Omit the pictures and output every entry below exactly as written.

◆ Entries shown
+++

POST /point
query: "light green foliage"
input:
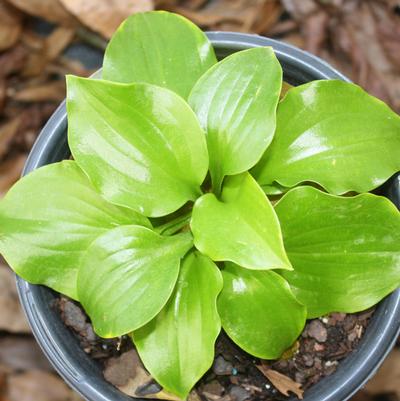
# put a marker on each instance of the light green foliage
(235, 102)
(241, 226)
(178, 345)
(345, 251)
(158, 48)
(335, 134)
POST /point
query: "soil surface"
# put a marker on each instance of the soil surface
(235, 375)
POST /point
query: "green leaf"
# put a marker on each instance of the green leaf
(159, 48)
(141, 145)
(127, 276)
(259, 312)
(240, 227)
(345, 251)
(177, 347)
(47, 221)
(335, 134)
(236, 102)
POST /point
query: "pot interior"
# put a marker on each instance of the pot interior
(85, 375)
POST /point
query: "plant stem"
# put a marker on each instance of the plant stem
(173, 226)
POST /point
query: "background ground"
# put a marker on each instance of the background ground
(42, 40)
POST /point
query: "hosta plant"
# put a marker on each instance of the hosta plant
(161, 225)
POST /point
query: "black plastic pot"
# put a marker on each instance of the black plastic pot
(85, 376)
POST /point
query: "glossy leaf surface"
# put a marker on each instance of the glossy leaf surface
(259, 312)
(141, 145)
(236, 102)
(127, 276)
(47, 221)
(345, 251)
(335, 134)
(240, 227)
(177, 347)
(159, 48)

+++

◆ Solution to the problem
POST /point
query: "light green foliage"
input:
# put a marker on each instance of the light green foliage
(235, 102)
(241, 226)
(178, 345)
(345, 251)
(158, 48)
(335, 134)
POST /point
query: "soil surface"
# put a marker on each instance of the soil surface
(235, 375)
POST /point
query: "green leaf"
# put a marker on each instance of the green leaf
(159, 48)
(141, 145)
(127, 276)
(259, 312)
(240, 227)
(345, 251)
(177, 347)
(47, 221)
(335, 134)
(236, 102)
POST /point
query: "pot interior"
# put a marker on each instance of the pot interior
(85, 375)
POST /point
query: "plant stem"
# put a marker on each instance of the plant stem
(173, 226)
POST /point
query: "background ground"
# put a marker on each instance of the background ground
(42, 40)
POST /point
query: "hosta plant"
# put a marker on each instance of the hosta plant
(161, 225)
POST /point
query: "black plastic pot"
# put a marker on each instance of the black plastic pot
(85, 376)
POST /point
query: "glossy leaf surface"
# put a marker on each instance of the glossy leaf surface
(259, 312)
(141, 145)
(236, 102)
(127, 276)
(47, 221)
(345, 251)
(335, 134)
(240, 227)
(177, 347)
(159, 48)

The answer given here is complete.